> **WHAT IS BEING ASKED**:
Find each line below containing the word "correct" and copy it.

──────────

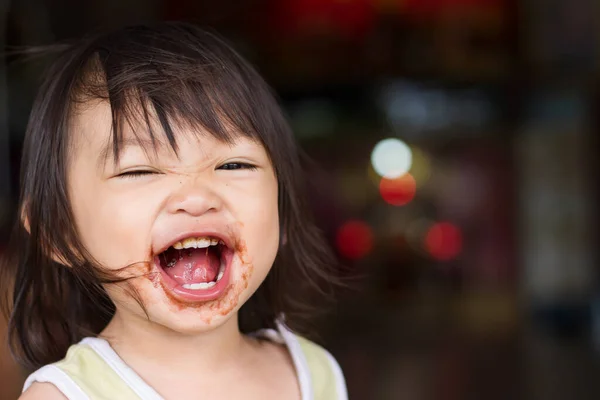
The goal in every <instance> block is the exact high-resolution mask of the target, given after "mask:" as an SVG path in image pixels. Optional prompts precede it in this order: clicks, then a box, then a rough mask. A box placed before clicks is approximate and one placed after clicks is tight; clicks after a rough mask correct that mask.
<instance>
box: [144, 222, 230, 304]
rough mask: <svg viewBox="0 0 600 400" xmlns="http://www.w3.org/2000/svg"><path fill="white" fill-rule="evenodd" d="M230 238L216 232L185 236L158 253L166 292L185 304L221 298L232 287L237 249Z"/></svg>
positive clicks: (160, 273) (170, 243)
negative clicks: (232, 269) (229, 283)
mask: <svg viewBox="0 0 600 400" xmlns="http://www.w3.org/2000/svg"><path fill="white" fill-rule="evenodd" d="M231 243H232V240H231V238H230V237H228V236H227V235H222V234H219V233H217V232H198V233H188V234H183V235H180V236H178V237H177V238H175V239H174V240H173V241H171V243H168V244H166V245H164V246H162V247H160V248H161V249H162V250H161V251H159V252H156V253H155V256H154V264H155V266H156V268H157V269H158V270H159V271H160V276H161V279H162V282H163V287H164V288H165V290H168V291H170V292H171V293H172V294H173V295H174V296H175V297H177V298H179V299H180V300H182V301H185V302H205V301H211V300H216V299H218V298H220V297H221V296H222V295H223V294H224V292H225V291H226V289H227V287H228V286H229V281H230V276H231V263H232V260H233V256H234V253H235V250H234V249H233V247H232V246H231V245H230V244H231Z"/></svg>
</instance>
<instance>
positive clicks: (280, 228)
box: [279, 223, 288, 246]
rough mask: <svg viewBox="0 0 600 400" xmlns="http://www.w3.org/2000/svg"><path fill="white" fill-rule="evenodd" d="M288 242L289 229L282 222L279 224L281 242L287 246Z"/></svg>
mask: <svg viewBox="0 0 600 400" xmlns="http://www.w3.org/2000/svg"><path fill="white" fill-rule="evenodd" d="M287 242H288V239H287V229H285V225H284V224H283V223H282V224H280V225H279V244H280V245H281V246H285V245H286V244H287Z"/></svg>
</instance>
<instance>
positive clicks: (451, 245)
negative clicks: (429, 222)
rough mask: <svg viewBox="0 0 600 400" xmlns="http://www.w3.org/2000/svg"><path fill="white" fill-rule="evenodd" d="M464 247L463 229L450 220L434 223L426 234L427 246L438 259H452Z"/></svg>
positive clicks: (432, 254)
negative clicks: (457, 225) (460, 229)
mask: <svg viewBox="0 0 600 400" xmlns="http://www.w3.org/2000/svg"><path fill="white" fill-rule="evenodd" d="M462 247H463V238H462V232H461V230H460V229H459V228H458V227H457V226H456V225H454V224H451V223H449V222H439V223H436V224H434V225H433V226H432V227H431V228H429V230H428V231H427V235H426V236H425V248H426V249H427V252H428V253H429V254H430V255H431V256H432V257H433V258H435V259H436V260H440V261H448V260H452V259H454V258H456V257H457V256H458V255H459V254H460V252H461V251H462Z"/></svg>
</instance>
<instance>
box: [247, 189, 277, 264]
mask: <svg viewBox="0 0 600 400" xmlns="http://www.w3.org/2000/svg"><path fill="white" fill-rule="evenodd" d="M240 217H241V218H240V222H241V223H242V224H243V229H244V233H245V234H244V237H245V239H246V241H247V243H248V249H249V250H250V252H251V256H252V259H253V260H254V267H255V268H256V272H257V273H259V274H261V275H266V273H267V272H268V270H269V269H270V268H271V266H272V264H273V261H274V260H275V256H276V254H277V250H278V248H279V239H280V238H279V236H280V225H279V211H278V206H277V190H276V188H275V189H273V188H269V189H268V190H264V191H262V192H261V195H260V196H256V197H255V198H254V201H253V202H252V203H251V204H248V203H247V204H246V207H245V212H244V216H240Z"/></svg>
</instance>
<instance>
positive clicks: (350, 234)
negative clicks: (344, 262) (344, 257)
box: [336, 221, 373, 260]
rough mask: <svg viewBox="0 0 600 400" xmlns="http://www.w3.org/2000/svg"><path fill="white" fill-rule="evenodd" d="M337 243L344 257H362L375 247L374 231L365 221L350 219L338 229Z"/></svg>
mask: <svg viewBox="0 0 600 400" xmlns="http://www.w3.org/2000/svg"><path fill="white" fill-rule="evenodd" d="M336 245H337V248H338V251H339V252H340V254H341V255H342V256H343V257H346V258H348V259H351V260H358V259H361V258H363V257H365V256H366V255H367V254H369V253H370V252H371V250H372V249H373V231H372V230H371V227H370V226H369V225H367V224H366V223H365V222H363V221H348V222H346V223H345V224H344V225H342V226H341V227H340V228H339V229H338V232H337V236H336Z"/></svg>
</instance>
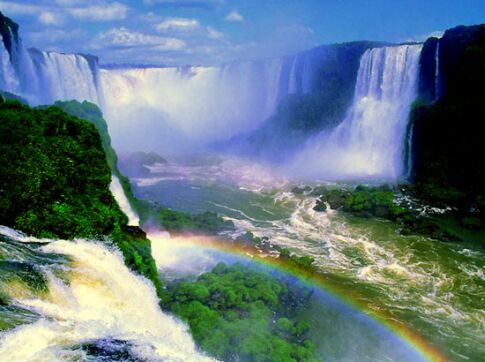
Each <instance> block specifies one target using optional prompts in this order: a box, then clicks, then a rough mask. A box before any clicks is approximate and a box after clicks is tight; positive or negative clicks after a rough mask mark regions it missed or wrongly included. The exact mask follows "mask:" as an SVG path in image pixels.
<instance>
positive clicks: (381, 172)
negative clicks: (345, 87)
mask: <svg viewBox="0 0 485 362" xmlns="http://www.w3.org/2000/svg"><path fill="white" fill-rule="evenodd" d="M421 48H422V46H421V45H402V46H397V47H396V46H395V47H383V48H374V49H370V50H367V51H366V53H365V54H364V55H363V56H362V58H361V61H360V67H359V72H358V75H357V82H356V86H355V93H354V101H353V104H352V106H351V108H350V109H349V110H348V113H347V116H346V118H345V120H344V121H343V122H342V123H341V124H340V125H339V126H338V127H337V128H336V129H335V130H332V131H330V132H329V131H324V132H322V134H320V135H317V136H316V137H315V139H313V140H311V141H310V144H309V145H308V146H307V148H306V149H305V150H303V151H302V153H301V154H300V155H299V156H298V157H297V159H296V161H295V167H296V168H297V169H298V170H302V171H303V172H304V173H306V174H309V175H315V174H316V175H324V176H325V178H326V179H336V180H342V179H366V178H379V179H388V180H396V179H399V178H401V177H402V176H403V172H404V158H405V155H404V149H405V148H404V143H405V139H406V131H407V125H408V119H409V111H410V108H411V103H412V102H413V101H414V100H415V98H416V96H417V79H418V72H419V56H420V53H421ZM302 165H303V166H302Z"/></svg>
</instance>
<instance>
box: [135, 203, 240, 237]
mask: <svg viewBox="0 0 485 362" xmlns="http://www.w3.org/2000/svg"><path fill="white" fill-rule="evenodd" d="M136 209H137V210H138V212H139V215H140V220H141V223H142V224H149V225H156V226H160V227H163V228H164V229H165V230H167V231H170V232H173V233H195V232H197V233H202V234H210V235H215V234H217V233H219V232H221V231H224V230H229V229H233V228H234V224H233V223H232V222H231V221H226V220H224V219H223V218H222V217H220V216H219V215H217V214H216V213H213V212H209V211H207V212H204V213H201V214H196V215H192V214H189V213H186V212H181V211H174V210H171V209H168V208H166V207H161V206H158V205H153V204H150V203H149V202H147V201H142V200H138V201H137V203H136Z"/></svg>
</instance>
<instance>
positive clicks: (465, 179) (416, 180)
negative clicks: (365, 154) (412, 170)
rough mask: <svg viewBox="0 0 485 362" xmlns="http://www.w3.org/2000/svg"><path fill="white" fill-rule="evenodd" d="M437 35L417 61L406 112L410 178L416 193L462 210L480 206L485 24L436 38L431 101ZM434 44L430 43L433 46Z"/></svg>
mask: <svg viewBox="0 0 485 362" xmlns="http://www.w3.org/2000/svg"><path fill="white" fill-rule="evenodd" d="M435 43H437V41H436V40H433V39H432V40H428V42H426V45H425V48H428V49H427V50H426V49H425V50H426V51H424V52H423V56H422V60H421V65H422V68H421V80H420V90H421V97H420V102H419V103H418V104H416V105H415V107H414V110H413V112H412V114H411V121H412V122H413V124H414V132H413V142H412V144H413V146H412V154H413V165H414V166H413V172H412V180H413V181H414V182H415V183H416V186H417V187H416V189H417V192H418V194H419V196H420V197H422V198H425V199H427V200H428V201H430V202H432V203H438V204H441V205H442V206H445V205H452V206H456V207H458V208H459V209H461V210H463V212H465V211H466V212H469V211H470V210H472V211H473V210H479V211H481V212H482V213H483V211H485V147H484V146H483V136H482V134H483V131H482V130H483V124H484V120H485V87H484V86H483V85H484V84H485V25H478V26H471V27H464V26H460V27H457V28H454V29H450V30H448V31H446V32H445V34H444V36H443V37H442V38H441V39H440V40H439V60H438V64H439V72H438V74H439V79H436V81H435V83H438V84H440V86H439V87H440V89H439V97H438V99H436V100H434V102H433V103H431V100H430V98H436V97H430V94H433V93H435V92H433V86H432V83H433V82H432V81H431V79H432V78H434V76H435V74H436V71H435V70H436V68H435V67H436V64H435V65H434V66H433V65H432V63H433V62H434V60H432V58H433V59H434V57H435V55H434V54H433V53H434V51H433V46H434V49H436V44H435ZM433 44H435V45H433Z"/></svg>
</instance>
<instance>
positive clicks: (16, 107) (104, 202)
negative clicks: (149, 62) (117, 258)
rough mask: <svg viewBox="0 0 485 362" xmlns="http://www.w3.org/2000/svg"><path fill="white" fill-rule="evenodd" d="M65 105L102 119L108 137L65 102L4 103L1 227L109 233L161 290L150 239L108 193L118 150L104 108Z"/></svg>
mask: <svg viewBox="0 0 485 362" xmlns="http://www.w3.org/2000/svg"><path fill="white" fill-rule="evenodd" d="M58 105H62V106H63V107H64V108H69V109H70V111H71V113H76V114H79V115H84V116H85V117H86V118H90V120H91V122H93V120H95V121H97V122H93V123H95V125H96V127H97V128H98V129H100V130H101V131H102V132H101V134H102V135H103V140H101V138H100V134H99V133H98V131H97V129H96V128H95V126H93V125H92V124H91V123H89V122H87V121H85V120H82V119H79V118H76V117H73V116H69V115H68V114H66V113H65V112H63V111H62V110H61V109H59V108H58V107H43V108H41V109H31V108H29V107H28V106H24V105H21V104H19V103H16V102H6V103H2V104H0V162H1V164H0V209H1V210H0V224H2V225H7V226H12V227H14V228H16V229H19V230H22V231H24V232H26V233H28V234H31V235H34V236H40V237H49V238H66V239H72V238H76V237H105V236H109V237H110V238H111V239H113V241H114V242H115V243H116V244H117V246H118V247H119V248H120V250H121V251H122V252H123V255H124V257H125V261H126V264H127V265H128V266H129V267H131V268H132V269H134V270H136V271H138V272H140V273H141V274H143V275H145V276H146V277H148V278H149V279H151V280H152V281H153V282H154V284H155V286H156V287H157V289H158V290H159V291H161V284H160V281H159V278H158V274H157V270H156V266H155V262H154V260H153V258H152V256H151V246H150V242H149V240H147V239H146V235H145V234H144V233H143V232H142V231H141V230H139V229H137V228H131V227H128V226H126V223H127V218H126V216H125V215H124V214H123V213H122V212H121V210H120V209H119V207H118V205H117V203H116V201H115V200H114V199H113V196H112V195H111V192H110V190H109V184H110V182H111V172H112V170H111V168H110V165H109V164H111V165H112V167H114V168H115V164H114V162H116V154H115V153H114V151H113V150H112V148H111V145H110V143H109V136H108V133H107V128H106V127H105V125H106V123H105V122H104V120H102V116H100V112H99V109H97V107H96V106H94V105H91V104H89V103H87V102H84V103H82V104H81V103H78V102H66V103H63V104H60V103H58ZM74 110H75V112H74ZM103 130H104V131H105V132H103ZM104 150H108V151H109V152H107V155H108V157H107V156H106V153H105V151H104ZM107 160H108V161H109V162H107ZM108 163H109V164H108ZM115 169H116V168H115Z"/></svg>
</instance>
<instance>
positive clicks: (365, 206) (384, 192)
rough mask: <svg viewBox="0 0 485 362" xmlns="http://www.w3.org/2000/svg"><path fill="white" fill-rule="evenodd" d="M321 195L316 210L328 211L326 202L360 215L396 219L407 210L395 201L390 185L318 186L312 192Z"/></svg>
mask: <svg viewBox="0 0 485 362" xmlns="http://www.w3.org/2000/svg"><path fill="white" fill-rule="evenodd" d="M311 194H312V195H314V196H319V198H318V200H317V204H316V206H315V210H316V211H326V204H327V203H328V205H330V207H331V208H332V209H339V208H341V209H342V210H343V211H345V212H350V213H352V214H353V215H355V216H360V217H371V216H376V217H383V218H387V219H396V218H397V217H399V216H401V215H402V214H403V213H404V212H405V210H404V209H402V208H400V207H399V206H398V205H396V204H395V203H394V191H393V190H392V189H391V188H390V187H388V186H380V187H366V186H362V185H360V186H357V187H356V188H355V189H354V190H345V189H331V190H329V189H327V188H326V187H318V188H316V189H315V190H313V191H312V192H311Z"/></svg>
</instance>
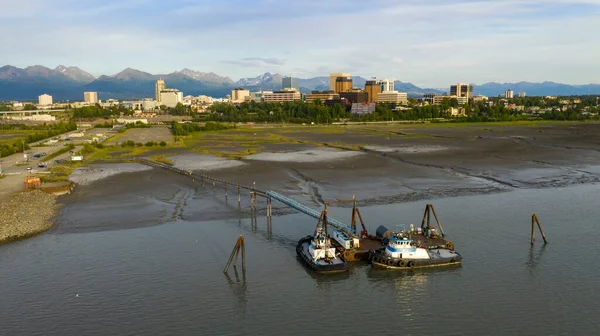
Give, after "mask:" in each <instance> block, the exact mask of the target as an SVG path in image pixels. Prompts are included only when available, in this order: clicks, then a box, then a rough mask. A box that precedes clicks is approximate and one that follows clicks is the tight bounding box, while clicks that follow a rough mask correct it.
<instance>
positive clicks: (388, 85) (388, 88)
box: [377, 79, 395, 92]
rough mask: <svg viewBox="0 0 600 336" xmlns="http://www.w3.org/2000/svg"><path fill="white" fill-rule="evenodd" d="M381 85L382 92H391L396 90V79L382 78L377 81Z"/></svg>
mask: <svg viewBox="0 0 600 336" xmlns="http://www.w3.org/2000/svg"><path fill="white" fill-rule="evenodd" d="M377 82H378V83H379V84H380V85H381V92H385V91H388V92H391V91H395V90H394V81H393V80H389V79H380V80H378V81H377Z"/></svg>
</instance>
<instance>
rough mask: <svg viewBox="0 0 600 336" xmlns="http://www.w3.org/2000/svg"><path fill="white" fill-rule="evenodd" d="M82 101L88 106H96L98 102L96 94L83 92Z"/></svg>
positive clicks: (95, 92)
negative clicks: (92, 104) (86, 103)
mask: <svg viewBox="0 0 600 336" xmlns="http://www.w3.org/2000/svg"><path fill="white" fill-rule="evenodd" d="M83 101H84V102H85V103H88V104H96V103H97V102H98V92H84V93H83Z"/></svg>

──────────

> **RESULT OF THE TASK**:
The goal in every <instance> block is the exact high-resolution mask of the target, given after "mask:" as an SVG path in image pixels. Optional prompts precede it in this order: clicks, then a box, then a rough mask. A box placed before clicks is approximate and one placed after clicks is tight; clicks after a rough mask correct that mask.
Give, after "mask:" in each <instance> block, the exact mask of the target as an SVG path in image pixels. Prompts are included only when available, in this order: clicks, then a box, then a rough mask. A box that precedes clicks is approximate and one that follows clicks is the tight bounding box, while clicks that follow a rough mask correct it.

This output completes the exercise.